--- Task ---
Print the data exactly as it is given, please.
## BEGIN Recorded data
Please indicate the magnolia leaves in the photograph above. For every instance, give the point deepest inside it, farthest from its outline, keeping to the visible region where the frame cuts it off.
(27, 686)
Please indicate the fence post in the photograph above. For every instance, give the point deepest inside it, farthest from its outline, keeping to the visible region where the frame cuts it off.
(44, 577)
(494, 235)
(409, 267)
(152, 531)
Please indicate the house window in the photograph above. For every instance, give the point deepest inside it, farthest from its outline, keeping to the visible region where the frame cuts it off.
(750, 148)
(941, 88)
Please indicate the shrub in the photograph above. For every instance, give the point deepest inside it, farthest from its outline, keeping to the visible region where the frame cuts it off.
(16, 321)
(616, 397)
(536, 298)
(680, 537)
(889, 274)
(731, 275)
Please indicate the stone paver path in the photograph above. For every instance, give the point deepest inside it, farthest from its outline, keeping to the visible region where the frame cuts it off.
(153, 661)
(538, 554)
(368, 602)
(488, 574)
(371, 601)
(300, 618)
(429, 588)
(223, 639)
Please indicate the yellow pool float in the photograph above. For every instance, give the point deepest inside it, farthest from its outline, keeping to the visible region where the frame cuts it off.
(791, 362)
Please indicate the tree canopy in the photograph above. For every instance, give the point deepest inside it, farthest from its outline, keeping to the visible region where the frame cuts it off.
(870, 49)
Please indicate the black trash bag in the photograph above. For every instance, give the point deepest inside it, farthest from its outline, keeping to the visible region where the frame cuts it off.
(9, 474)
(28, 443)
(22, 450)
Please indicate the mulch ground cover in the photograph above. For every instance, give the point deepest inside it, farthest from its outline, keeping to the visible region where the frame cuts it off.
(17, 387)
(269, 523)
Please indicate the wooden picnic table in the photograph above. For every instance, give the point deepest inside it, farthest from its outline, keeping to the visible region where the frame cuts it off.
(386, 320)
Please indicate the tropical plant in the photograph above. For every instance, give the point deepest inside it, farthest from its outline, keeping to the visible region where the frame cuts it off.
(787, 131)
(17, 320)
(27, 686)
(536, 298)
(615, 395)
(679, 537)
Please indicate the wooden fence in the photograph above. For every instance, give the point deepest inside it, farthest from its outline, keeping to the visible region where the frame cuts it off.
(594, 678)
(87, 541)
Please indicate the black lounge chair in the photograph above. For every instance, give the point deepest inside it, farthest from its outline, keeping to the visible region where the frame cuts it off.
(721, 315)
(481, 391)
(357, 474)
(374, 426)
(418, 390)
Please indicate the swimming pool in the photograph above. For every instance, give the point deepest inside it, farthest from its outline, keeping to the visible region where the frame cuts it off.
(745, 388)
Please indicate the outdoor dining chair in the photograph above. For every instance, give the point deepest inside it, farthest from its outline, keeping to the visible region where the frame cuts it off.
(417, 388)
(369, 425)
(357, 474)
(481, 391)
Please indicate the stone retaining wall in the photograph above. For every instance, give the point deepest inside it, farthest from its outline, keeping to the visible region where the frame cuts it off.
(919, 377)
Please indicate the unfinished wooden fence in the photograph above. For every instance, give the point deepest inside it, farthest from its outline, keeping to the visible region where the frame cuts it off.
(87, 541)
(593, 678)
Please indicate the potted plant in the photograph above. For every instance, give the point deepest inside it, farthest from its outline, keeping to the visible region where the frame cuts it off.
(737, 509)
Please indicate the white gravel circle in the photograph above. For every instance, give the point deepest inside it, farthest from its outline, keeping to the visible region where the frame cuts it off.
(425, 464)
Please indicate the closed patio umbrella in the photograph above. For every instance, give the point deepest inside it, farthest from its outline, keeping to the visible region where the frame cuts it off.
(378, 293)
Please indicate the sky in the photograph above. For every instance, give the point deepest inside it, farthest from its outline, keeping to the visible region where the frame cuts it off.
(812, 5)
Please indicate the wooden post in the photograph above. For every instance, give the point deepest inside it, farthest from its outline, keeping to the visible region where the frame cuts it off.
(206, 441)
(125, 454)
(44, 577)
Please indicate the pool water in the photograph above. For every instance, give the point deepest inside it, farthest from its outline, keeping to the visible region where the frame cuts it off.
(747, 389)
## END Recorded data
--- Task result ---
Please indicate the magnolia leaves in the photograph above. For every instance, give the point deepest inside it, farthest from its outline, keeping to the visible region where the frame cuts it off.
(27, 686)
Please indicate the fence post in the photograph above. For every instance, give the point deepest inside it, farthest from its outline, keeping to the visible region where the frame cuts it off.
(44, 577)
(494, 235)
(409, 267)
(152, 531)
Please indicate the house window in the photograph above. For every instance, give the point deepest inside it, farthest from its outline, keeping to the visible region where the frame cuts it off.
(750, 148)
(941, 88)
Please indicate the shrub in the photograph above. For every instance, give the point deepest inside it, farthest from its outline, keeping to the visible region where the frame cuts it off.
(16, 321)
(616, 397)
(536, 298)
(680, 537)
(889, 274)
(731, 275)
Please indicate the stone paver path in the photograph above. For every instance, give the point deepest inside it, farthest from its outline, keeping to the visible region where the frame cuts it off.
(153, 661)
(538, 554)
(368, 602)
(488, 574)
(371, 601)
(300, 618)
(429, 588)
(223, 639)
Please indicate the yellow pool float in the photograph above. For every instance, give the point deepest inside it, farthest from its outline, keeping to the visible region where the frame cuts it off.
(791, 362)
Please indicate the tree canopy in the photograph above. For every instance, give the point deepest inside it, farthest from its outline, keeping to the visible region where the frame cuts it off.
(870, 49)
Please indicate the black trash bag in the photograph above. For every instance, give the point deepest inside it, farthest from its outline, keeping to the visible region where the frame cuts it off.
(9, 474)
(28, 443)
(22, 450)
Please indicate the mulch ground cover in the photograph above. For every instance, give the point deepest inside it, farthest from its outline, keeping to the visible region where the frame cuts it off.
(17, 387)
(269, 523)
Please indicate the wooden picnic table in the photograph above. For every instance, give the point deepest inside it, farthest from its outline, keeping to the visible region where the frame cuts it off.
(386, 320)
Please indicate the tropical plant in the photograph above. For every instance, give the point deepest inside it, farthest from its outline, keeping to the visible region where the frame cuts it off.
(787, 131)
(17, 320)
(27, 686)
(536, 298)
(615, 395)
(679, 537)
Please indicate the wooden fence in the photograph above. For every instance, give the point deepest inside it, farthest from its outline, keeping to the visible region where the frame cuts it off.
(594, 678)
(87, 541)
Please indicate the black lounge chair in the photograph above. For every instance, give the point deepest inside it, farthest from its outline, keeping to the visible region where the frame cuts it off.
(721, 315)
(481, 391)
(357, 474)
(374, 426)
(418, 390)
Please indicate the swimming pool in the photograph above. For every instance, give the point deepest inside it, farthest from its outline, keeping to the visible region where the frame cuts it off.
(745, 388)
Please indicate the outdoor dining chair in the photograph above. For every instance, give the point deepest inside it, farthest from its outline, keeping to the visible region where the frame cuts it off.
(417, 388)
(369, 425)
(357, 474)
(481, 391)
Please indicate the stone retaining wall in the photograph above. For every instance, give the point deepest inside it, farthest from its outline, keeping to the visible region where the frame cuts it off.
(919, 377)
Please indicate the unfinished wooden fence in the photograph above. For every instance, give the point deepest inside it, farthest from its outline, keeping to the visible region where the frame cuts it off.
(87, 541)
(593, 678)
Please indicate the potted plant in the photograph above. For every instance, give the point deepest inside it, farthest from its outline, keeping to the visible region where the frame cuts it off.
(737, 509)
Please indicate the white gravel circle in the photograph above. For every instance, give the point deepest inside it, farthest from its outline, keeping to the visible region where the frame cuts it off.
(425, 464)
Please indicate the closed patio umbrella in the photograph above. For every instance, give the point deepest inside it, farthest from its outline, keeping to the visible region where the frame cuts it off.
(378, 293)
Please indicate the sky in the photograph above. For every instance, give the point deepest inside it, farthest from its outline, keeping to the visible region where the frame cuts it off.
(812, 5)
Please indicate the wooden post in the photograph above. For every instance, give the point deepest inside it, farthest from its outline, keeping to the visible region where the frame cuts it off.
(206, 441)
(125, 454)
(44, 577)
Please indicate the pool water in the photograph above. For every instance, give the point deepest inside it, farthest from its outline, keeping to the visible region where the frame cuts it off.
(747, 389)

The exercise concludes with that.